** START OF Document **
PrintE-mail Written by Paul Mount

If you’re still a physical media kind of person – and rumours of the death of the format are greatly exaggerated, so you really should be – and you only plan on buying one archive TV DVD boxset in 2016, you need to make sure it’s Network’s long-overdue and comprehensive re-release of the classic ITV children’s series Timeslip. First screened in 1970, this intelligent, well-crafted twenty-six-episode series, although enjoying none of the profile of its louder, ballsier sci-fi stablemates from the 1960s and 1970s, is often cited as one of the most memorable and downright important genre series ever screened on British TV. It’s a series which has certainly stayed in the imaginations of the audience who were captivated by it at the time despite its lack of extravagant special effects and quite possibly because of its emphasis on concept and character. Timeslip was decades ahead of its time with storylines involving cryogenics, cloning and global warming and it explored the idea of time travel with far more integrity and intelligence than any of its contemporaries, even the much quainter Doctor Who.

In The Wrong End of Time, the first of four serials, Liz Skinner (Cheryl Burfield) and her parents, along with young Simon Randall (Spencer Banks), the son of Liz’s father’s best friend, are enjoying a lazy summer holiday in the remote village of St Oswald. Simon, whose mother has recently passed away, is the studious sort but eventually Liz manages to prize him away from his reading and they wander off to investigate their surroundings and the crumbling ruins of a wartime naval research station. Here, in amongst the rotting fence posts, they find something quite extraordinary; an invisible, shimmering forcefield – a barrier. Liz finds a gap in this barrier – and promptly disappears. Alarmed, Simon follows her into the invisible ‘gap’ – and the pair suddenly find that day has become night and that the deserted naval base is no longer rundown and abandoned. They discover, to their astonishment, that they’ve somehow travelled back in time to the 1940s and that the research station is working on the development of laser technology for use in the ongoing war effort. The station’s commanding office Traynor (Dennis Quilley), an older version of whom they have already encountered in St Oswald, is brisk and officious and Liz realises that fresh-faced young rating Frank Skinner (no, not that one) is actually a younger version of her own middle-aged Dad who, back in Liz’s time, can’t quite remember what happened at the naval station and why he was invalided out of Service before the end of the conflict.  Then a shock group of Germans arrive and requisition the base...
** END OF Document **
Work instructions:
A – In what year was Timeslip first screened, according to the Timeslip review?
B – Do these statements agree with the Timeslip review? Answer yes or no for each and quote the deciding words. (i) Timeslip runs to twenty-six episodes. (ii) Liz's father clearly remembers why he left the Service. (iii) In the 1940s the research station is developing radar.
C – Rewrite as a bulleted list the Timeslip review paragraph that begins "If you’re still a physical media kind of person", keeping its main facts.
** START OF Data listing **
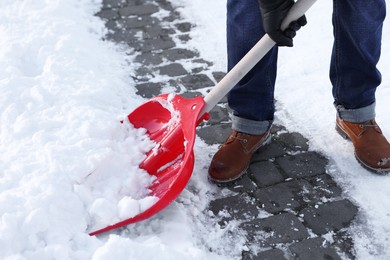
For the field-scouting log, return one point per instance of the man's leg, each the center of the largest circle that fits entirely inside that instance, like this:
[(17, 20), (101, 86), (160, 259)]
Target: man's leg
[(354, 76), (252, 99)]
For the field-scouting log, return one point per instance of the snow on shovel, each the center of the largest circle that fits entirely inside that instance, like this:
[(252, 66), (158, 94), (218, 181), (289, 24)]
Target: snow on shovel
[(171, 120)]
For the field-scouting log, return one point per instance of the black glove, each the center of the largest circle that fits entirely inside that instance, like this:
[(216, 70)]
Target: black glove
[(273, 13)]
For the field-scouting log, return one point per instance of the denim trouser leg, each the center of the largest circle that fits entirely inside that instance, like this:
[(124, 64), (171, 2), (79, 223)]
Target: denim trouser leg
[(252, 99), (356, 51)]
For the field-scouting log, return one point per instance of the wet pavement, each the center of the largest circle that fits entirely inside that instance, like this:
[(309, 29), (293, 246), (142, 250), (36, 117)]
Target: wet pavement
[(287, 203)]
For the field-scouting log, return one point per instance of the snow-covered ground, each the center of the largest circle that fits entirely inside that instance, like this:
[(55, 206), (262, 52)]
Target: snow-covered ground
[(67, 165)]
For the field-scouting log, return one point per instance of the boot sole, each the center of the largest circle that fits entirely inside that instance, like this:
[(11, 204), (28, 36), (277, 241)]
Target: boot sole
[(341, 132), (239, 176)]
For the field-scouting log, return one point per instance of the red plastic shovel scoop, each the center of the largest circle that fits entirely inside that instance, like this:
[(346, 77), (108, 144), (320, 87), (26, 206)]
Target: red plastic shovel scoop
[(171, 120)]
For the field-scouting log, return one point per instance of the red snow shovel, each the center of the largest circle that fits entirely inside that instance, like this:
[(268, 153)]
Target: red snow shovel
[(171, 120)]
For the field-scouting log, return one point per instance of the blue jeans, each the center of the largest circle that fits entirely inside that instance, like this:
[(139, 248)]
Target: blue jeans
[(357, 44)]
** END OF Data listing **
Results of the exercise:
A – 1970

B –
(i) Yes: "this intelligent, well-crafted twenty-six-episode series"
(ii) No: "can’t quite remember what happened at the naval station and why he was invalided out of Service"
(iii) No: "the research station is working on the development of laser technology"

C –
- For anyone buying only one archive TV DVD boxset in 2016, it should be Network's comprehensive re-release of ITV's children's series Timeslip.
- First screened in 1970, it runs to twenty-six episodes.
- It had less profile than its louder sci-fi stablemates of the 1960s and 1970s. Even so, it is often cited as one of the most memorable and important genre series ever shown on British TV.
- It stayed in its audience's imaginations despite lacking extravagant special effects, possibly because it emphasized concept and character.
- Its storylines involved cryogenics, cloning and global warming.
- It treated time travel with more integrity and intelligence than its contemporaries, including Doctor Who.